What about the changes that have been made to Youth Allowance, which will mean that hundreds of country children have had their dream of a university education shattered. They have no capacity to find the money somewhere else. The children of drought stricken farmers and others will not be able to get youth allowance, and the injustice that is already there in relation to country education will be further expanded.

We should probably have expected this. Obviously, the member for Dawson knew what to expect from this budget, because he said in the Townsville Bulletin today: ‘Quite frankly, we were lucky to get anything.’ The member, who represents a regional part of Queensland, has pretty quickly recognised what the role of a regional member is within the Labor Party government—that is, you are pretty lucky if you get anything. That is the approach that Labor takes to people who live outside the capital cities.

Finally, I turn to some of the issues in my own shadow portfolio of transport. The other great spin associated with this budget is the claim by the government that somehow or other this is going to be a great nation-building budget, with record expenditure on road and rail. It may surprise you, Madam Deputy Speaker Burke, that the government’s allocations in this budget for road and rail are actually less than the coalition had committed over the same period. There is no great spending on road and rail in this budget; it is a reduction on what had been promised by the previous government. It is a classic example of the way in which Labor use spin and illusion to pretend they are delivering programs when in fact they are not.

*-*-*

[Instructions for the task]: From the budget speech, return, word for word, the passage that opens with the words containing "What about the" and closes with "be further expanded.".

[Material provided]:

*-*-*

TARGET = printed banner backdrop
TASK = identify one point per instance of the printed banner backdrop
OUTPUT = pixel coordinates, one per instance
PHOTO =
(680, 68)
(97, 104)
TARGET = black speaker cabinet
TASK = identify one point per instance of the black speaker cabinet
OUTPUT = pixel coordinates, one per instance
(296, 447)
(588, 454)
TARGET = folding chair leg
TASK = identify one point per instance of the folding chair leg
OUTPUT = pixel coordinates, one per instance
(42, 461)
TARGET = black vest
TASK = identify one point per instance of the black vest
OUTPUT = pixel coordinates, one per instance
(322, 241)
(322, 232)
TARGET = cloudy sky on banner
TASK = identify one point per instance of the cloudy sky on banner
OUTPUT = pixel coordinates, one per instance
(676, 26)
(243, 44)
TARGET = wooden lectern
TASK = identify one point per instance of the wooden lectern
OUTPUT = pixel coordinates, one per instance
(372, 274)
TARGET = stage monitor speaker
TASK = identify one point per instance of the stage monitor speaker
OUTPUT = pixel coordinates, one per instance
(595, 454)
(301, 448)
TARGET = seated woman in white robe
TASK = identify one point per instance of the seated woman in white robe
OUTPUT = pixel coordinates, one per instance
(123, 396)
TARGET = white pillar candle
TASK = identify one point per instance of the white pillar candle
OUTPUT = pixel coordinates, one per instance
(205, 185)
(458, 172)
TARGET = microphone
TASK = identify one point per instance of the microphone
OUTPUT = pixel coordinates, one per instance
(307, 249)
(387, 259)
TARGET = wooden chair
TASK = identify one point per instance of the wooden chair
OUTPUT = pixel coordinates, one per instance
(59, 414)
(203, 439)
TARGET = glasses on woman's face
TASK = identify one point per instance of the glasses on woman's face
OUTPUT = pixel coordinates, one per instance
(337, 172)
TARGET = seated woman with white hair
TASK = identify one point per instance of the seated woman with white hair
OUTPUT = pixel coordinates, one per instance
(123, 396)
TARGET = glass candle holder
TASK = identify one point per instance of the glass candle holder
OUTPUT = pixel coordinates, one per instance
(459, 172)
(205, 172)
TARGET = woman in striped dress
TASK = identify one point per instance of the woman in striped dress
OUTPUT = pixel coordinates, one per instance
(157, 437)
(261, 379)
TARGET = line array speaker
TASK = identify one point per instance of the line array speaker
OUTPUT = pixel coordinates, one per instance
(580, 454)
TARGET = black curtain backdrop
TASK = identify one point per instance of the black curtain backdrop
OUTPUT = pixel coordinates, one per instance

*-*-*

[Written reply]:
What about the changes that have been made to Youth Allowance, which will mean that hundreds of country children have had their dream of a university education shattered. They have no capacity to find the money somewhere else. The children of drought stricken farmers and others will not be able to get youth allowance, and the injustice that is already there in relation to country education will be further expanded.